Rabu, 27/11/2024 11:18 WIB

Ribka, Okky, dan Reza Korban Stigma, Pakar: Kita Tak Menganut Dosa Turunan

Kalau seseorang jadi PKI, anaknya tak menanggung dosa dia. Itu sama dengan jika seorang ayah melanggar hukum, anaknya kan tak harus diadili.

Sejarawan LIPI Asvi Warman Adam

Jakarta, Jurnas.com - Stigmatisasi Partai Komunis Indonesia (PKI) masih menjadi alat politik yang digunakan sebagai senjata menuju pemilu 2024.

Hingga saat ini pun, masih saja ada pihak yang menggoreng stigma terhadap anak-anak dan keturunan keluarga yang dulu terlibat PKI, demi kepentingan politik.

Sosok seperti Robka Tjiptaning (Anggota DPR dari PDI Perjuangan), Okky Asokawati (mantan anggota DPR dari Partai Persatuan Pembangunan yang kini pindah ke Partai Nasdem), dan Reza Rahadian (aktor kenamaan) adalah contoh, bagaimana stigma anak PKI masih kerap disebut-sebut.

"Kalau seseorang jadi PKI, anaknya tak menanggung dosa dia. Itu sama dengan jika seorang ayah melanggar hukum, anaknya kan tak harus diadili. Kita tak menganut dosa turunan," ujar Profesor Riset bidang sejarah di Lembaga Ilmu Pengetahuan Indonesia (LIPI), Asvi Warman Adam, Selasa (7/7/2020).

Asvi menegaskan, jika ortunya PKI atau ormas kiri, maka anaknya tak otomatis menganut komunis atau kiri. Apalagi ajaran PKI itu tak bisa lagi dikembangkan di Indonesia, alias sudah punah.

Sejarawan senior ini menyontohkan bagaimana tudingan tak berdasar itu merugikan DPR dan partai seperti PDI Perjuangan (PDIP) yang memiliki anggota bernama Ribka Tjiptaning.

Karena menulis sebuah buku tentang pengalamannya sebagai anak dari orang tua yang dituduh PKI, sampai sekarang Ribka dianggap PKI, DPR dianggap mengakomodasi PKI, dan PDIP dituduh mempunyai 85 persen anggota bekas PKI.

Padahal, jelas Asvi, untuk menjadi caleg saja, setiap orang termasuk Ribka harus ada screening dan surat bebas PKI dari Kepolisian. Artinya seorang anggota PKI takkan mungkin lolos.

▶ [Daftar Tugas]:
**1.** Sebutkan semua partai politik yang muncul dalam artikel tentang stigma anak PKI.
**2.** Lanjutkan artikel tentang stigma anak PKI, mulai setelah kalimat terakhir yang ditampilkan.

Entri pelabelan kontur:
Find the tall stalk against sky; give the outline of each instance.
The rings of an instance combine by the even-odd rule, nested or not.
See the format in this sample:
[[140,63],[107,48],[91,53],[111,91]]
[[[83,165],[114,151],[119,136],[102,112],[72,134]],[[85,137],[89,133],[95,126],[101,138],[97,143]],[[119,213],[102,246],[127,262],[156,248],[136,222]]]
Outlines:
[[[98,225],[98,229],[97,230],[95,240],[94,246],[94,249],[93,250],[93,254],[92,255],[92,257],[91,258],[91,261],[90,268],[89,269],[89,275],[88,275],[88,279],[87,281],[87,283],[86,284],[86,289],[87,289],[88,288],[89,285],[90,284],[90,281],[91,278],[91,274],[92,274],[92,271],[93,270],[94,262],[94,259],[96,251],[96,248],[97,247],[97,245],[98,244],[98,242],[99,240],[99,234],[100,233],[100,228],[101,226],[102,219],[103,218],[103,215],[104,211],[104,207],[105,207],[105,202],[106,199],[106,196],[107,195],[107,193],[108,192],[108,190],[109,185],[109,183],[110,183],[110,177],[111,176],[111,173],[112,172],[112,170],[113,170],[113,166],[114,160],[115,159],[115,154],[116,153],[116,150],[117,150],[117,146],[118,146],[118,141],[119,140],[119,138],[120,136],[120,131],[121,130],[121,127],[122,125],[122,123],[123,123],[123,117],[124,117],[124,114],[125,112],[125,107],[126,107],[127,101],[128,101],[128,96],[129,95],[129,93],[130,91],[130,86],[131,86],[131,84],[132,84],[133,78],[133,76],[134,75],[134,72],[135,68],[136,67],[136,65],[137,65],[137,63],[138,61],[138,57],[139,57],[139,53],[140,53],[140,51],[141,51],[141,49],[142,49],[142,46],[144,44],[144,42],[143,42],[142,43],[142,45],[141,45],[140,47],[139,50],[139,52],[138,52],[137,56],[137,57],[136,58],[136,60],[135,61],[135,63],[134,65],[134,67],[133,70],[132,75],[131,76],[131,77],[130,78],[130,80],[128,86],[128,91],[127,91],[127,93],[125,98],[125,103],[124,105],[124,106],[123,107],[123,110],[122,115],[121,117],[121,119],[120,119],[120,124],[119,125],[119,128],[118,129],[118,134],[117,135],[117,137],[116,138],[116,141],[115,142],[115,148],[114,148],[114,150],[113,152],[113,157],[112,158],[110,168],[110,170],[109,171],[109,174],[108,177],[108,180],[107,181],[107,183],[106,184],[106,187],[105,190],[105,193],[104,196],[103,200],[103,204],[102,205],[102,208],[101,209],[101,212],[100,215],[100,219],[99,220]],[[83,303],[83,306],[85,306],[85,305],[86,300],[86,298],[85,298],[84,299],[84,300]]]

▶ [Jawaban]:
**1.**
- Partai Komunis Indonesia (PKI)
- PDI Perjuangan (PDIP)
- Partai Persatuan Pembangunan
- Partai Nasdem

**2.**
"Maka jika masih ada yang menuduh PKI, seharusnya dia dipaksa membuktikan atau dilaporkan ke pengadilan," ujar Asvi.

Kalau buku Ribka sendiri dibaca, lanjut Asvi, isinya adalah soal pengalaman hidupnya yang menderita setelah ayahnya, sebagai pengusaha yang berhubungan dengan banyak orang ditangkap rezim Orba karena alasan PKI pada 1965.

Di buku itu, Ribka bercerita bagaimana kesulitan hidup pasca-ayahnya ditangkap, berjualan sayur dan lemper, demi menghidupi keluarga.

"Jadi isinya penderitaan anak yang kebetulan ayahnya dituduh PKI. Gus Dur dalam kata pengantar buku itu menulis dengan alasan kemanusiaan, bahwa ada satu orang anak perempuan distigma PKI, sehingga mengalami berbagai hambatan di kehidupannya," ungkap Asvi.

Ia menyebut tak ada sama sekali di buku itu bahwa 85 persen PDIP itu PKI.

"Kalau Alfian Tanjung menyatakan itu, harusnya dia diadili. Ini perlu ditekankan, meskipun ortunya dituduh PKI, anaknya belum tentu. Jadi hemat saya, jangan ada lagi tuduhan PKI di DPR atau di partai tertentu," lanjut Asvi.

Ia juga menuturkan kisah Okky Asokawati, anak dari AKBP Anwas Tanuamidjaja, orang kedua setelah Letkol Untung, dalam peristiwa G30S/PKI. Mantan anggota DPT dari PPP ini pun mengalami penderitaan yang sama dengan Ribka karena ayahnya ditahan belasan tahun.

Dengan topangan ibunya mengajar les piano, Okky berkarir sebagai peragawati, yang kerap dilakukannya sembari mengunjungi ayahnya di tahanan.

"Okky tak memilih ayahnya jadi komandan G30S. Tapi faktanya demikian. Okky sendiri bukan komunis dan bahkan solehah. Tak ada skandalnya sebagai bintang film, sebagai anggota DPR juga diteladani," papar Asvi.

Buku Okky sendiri tak dipermasalahkan orang karena judulnya `Jangan Menoleh Ke Belakang`.

Satu lagi adalah kisah Reza Rahardian, aktor terkenal saat ini yang memiliki nenek bernama Fransisca Casparina Fanggidaej. Neneknya itu merupakan anggota Parlemen Indonesia yang kebetulan di tahun 1965 sedang berada di Beijing.

Mengetahui situasi politik terkait PKI saat itu, Fransisca memilih bertahan dan tak kembali supaya anak serta keluarganya tak dikaitkan dengan PKI. Padahal, Fransisca sudah berjuang untuk kemerdekaan RI dan ikut terlibat di perjuangan 10 November 1945 di Surabaya.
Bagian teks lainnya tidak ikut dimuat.